## REQUEST:
Copy the material starting with the line that contains "[locate] the blurred background" and going on through the line that contains "x=56, y=119", keeping every request line as it is. In each answer line, multiply the x and y coordinates by 2.25 and round them to whole numbers, rounding halves up.
═══ EXTRACTED ENTRIES ═══
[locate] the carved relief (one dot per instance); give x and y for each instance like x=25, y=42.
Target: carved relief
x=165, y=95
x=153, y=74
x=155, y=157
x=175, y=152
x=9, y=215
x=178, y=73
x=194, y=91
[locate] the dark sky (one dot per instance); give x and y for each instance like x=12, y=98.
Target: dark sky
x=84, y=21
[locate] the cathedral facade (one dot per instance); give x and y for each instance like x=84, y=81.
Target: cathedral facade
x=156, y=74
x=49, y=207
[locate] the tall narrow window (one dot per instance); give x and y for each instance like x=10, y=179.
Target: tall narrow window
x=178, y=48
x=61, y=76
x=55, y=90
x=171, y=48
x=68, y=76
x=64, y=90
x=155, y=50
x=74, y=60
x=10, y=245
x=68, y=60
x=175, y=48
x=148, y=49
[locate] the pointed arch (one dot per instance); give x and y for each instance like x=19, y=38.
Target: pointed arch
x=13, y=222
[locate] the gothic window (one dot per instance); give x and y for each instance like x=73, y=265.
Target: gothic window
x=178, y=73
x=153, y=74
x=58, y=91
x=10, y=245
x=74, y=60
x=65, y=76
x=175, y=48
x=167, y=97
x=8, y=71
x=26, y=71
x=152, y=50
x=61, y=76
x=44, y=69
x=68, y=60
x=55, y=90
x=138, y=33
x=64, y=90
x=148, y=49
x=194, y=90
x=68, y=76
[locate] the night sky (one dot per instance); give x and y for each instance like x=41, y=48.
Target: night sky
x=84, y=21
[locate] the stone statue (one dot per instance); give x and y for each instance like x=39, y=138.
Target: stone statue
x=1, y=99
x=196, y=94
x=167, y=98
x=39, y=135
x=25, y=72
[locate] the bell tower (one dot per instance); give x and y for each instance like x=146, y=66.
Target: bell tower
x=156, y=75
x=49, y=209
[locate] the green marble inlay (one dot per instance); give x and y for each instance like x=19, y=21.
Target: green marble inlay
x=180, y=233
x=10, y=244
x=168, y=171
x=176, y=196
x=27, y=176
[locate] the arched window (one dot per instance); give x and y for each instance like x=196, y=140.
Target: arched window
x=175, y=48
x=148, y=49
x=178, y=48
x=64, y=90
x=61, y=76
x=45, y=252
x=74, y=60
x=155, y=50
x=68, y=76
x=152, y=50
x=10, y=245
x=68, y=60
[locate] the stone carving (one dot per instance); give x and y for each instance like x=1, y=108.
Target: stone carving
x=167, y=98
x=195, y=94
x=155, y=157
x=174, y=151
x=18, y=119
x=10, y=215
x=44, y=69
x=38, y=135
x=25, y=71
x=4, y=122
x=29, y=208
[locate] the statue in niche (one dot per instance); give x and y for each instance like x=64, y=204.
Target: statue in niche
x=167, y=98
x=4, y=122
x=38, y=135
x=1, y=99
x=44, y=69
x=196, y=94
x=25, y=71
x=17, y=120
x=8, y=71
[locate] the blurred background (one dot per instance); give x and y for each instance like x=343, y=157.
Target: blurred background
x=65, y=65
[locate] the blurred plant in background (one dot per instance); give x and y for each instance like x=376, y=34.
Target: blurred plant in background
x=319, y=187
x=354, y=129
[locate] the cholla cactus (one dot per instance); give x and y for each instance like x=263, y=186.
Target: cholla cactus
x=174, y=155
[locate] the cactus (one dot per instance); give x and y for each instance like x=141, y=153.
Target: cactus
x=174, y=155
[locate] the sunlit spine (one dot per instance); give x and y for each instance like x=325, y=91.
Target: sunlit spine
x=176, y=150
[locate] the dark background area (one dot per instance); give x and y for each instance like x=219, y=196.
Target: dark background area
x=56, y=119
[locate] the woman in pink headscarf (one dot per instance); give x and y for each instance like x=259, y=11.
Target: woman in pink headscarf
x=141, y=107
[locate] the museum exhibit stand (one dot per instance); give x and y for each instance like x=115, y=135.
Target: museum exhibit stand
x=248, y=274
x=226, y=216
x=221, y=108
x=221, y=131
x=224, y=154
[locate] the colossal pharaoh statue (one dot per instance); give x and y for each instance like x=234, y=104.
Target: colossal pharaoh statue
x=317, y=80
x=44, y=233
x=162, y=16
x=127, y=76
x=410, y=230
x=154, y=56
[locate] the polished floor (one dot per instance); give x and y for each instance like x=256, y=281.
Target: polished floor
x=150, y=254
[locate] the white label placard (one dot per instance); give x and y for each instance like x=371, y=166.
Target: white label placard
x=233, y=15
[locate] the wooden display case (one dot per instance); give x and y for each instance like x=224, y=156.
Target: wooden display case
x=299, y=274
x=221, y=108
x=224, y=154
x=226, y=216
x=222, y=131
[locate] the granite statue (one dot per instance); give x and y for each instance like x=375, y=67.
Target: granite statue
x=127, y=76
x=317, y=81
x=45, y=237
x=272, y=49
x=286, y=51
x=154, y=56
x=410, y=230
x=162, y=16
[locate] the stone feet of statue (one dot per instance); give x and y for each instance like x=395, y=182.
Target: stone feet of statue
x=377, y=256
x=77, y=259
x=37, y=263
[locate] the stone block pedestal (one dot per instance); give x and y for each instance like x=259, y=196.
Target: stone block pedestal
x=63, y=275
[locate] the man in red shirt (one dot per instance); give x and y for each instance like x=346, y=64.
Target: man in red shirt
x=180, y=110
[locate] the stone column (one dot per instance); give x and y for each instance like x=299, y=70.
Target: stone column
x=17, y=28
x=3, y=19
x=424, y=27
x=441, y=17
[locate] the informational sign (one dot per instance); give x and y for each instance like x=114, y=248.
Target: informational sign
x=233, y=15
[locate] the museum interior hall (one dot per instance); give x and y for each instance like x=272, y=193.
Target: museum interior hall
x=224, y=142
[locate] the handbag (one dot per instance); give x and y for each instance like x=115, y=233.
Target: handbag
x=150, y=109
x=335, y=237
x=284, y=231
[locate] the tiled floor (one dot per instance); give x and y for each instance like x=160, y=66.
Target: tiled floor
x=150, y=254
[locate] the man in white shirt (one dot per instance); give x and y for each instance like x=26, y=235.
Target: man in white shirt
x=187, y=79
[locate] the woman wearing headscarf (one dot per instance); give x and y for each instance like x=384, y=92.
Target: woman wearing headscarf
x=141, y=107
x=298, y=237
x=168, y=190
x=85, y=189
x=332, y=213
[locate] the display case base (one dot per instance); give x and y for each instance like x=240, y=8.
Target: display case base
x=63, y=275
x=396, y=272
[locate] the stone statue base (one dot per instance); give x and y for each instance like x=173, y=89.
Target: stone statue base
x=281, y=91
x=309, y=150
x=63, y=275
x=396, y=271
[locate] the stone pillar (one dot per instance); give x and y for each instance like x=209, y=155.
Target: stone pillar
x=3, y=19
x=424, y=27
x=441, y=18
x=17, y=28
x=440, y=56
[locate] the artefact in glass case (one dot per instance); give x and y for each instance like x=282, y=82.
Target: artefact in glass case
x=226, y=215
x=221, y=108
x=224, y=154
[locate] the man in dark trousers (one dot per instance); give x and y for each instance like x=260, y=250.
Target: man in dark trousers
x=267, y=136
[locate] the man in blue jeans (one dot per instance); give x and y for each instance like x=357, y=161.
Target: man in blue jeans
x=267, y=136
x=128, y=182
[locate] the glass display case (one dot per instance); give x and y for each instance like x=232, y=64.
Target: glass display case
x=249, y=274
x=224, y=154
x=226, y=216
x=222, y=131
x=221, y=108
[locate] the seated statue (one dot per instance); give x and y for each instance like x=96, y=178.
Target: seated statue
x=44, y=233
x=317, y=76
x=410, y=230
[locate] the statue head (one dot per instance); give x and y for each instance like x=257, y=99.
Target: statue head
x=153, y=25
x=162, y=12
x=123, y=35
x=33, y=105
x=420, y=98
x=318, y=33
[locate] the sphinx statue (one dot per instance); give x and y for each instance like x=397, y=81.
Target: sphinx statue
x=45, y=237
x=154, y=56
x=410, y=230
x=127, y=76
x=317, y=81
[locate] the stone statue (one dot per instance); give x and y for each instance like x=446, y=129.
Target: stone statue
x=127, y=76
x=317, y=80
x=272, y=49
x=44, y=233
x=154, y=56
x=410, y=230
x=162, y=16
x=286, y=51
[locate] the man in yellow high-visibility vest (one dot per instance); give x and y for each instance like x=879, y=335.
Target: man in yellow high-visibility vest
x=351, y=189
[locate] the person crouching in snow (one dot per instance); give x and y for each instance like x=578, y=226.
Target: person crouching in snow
═══
## RESULT OF THE EXERCISE:
[locate] the blurred background (one dot per instance); give x and y for each instance like x=343, y=157.
Target: blurred background
x=146, y=146
[locate] the blurred plant in background (one dot per instance); give x and y for each instance like x=376, y=34.
Target: blurred plant in background
x=718, y=421
x=797, y=290
[locate] the cholla cactus (one dot per instance); give x and y for each instance like x=263, y=186.
Target: cholla cactus
x=392, y=349
[locate] the cactus (one dot per instance); give x and y for each instance like x=141, y=153.
Target: cactus
x=392, y=349
[locate] the sunlit spine (one dot per instance); give x and y for each instance like x=325, y=91.
Target: sunlit spine
x=396, y=338
[locate] the dark background area (one dot per instance); give x and y for each instance like x=219, y=196.
Target: dark background area
x=126, y=268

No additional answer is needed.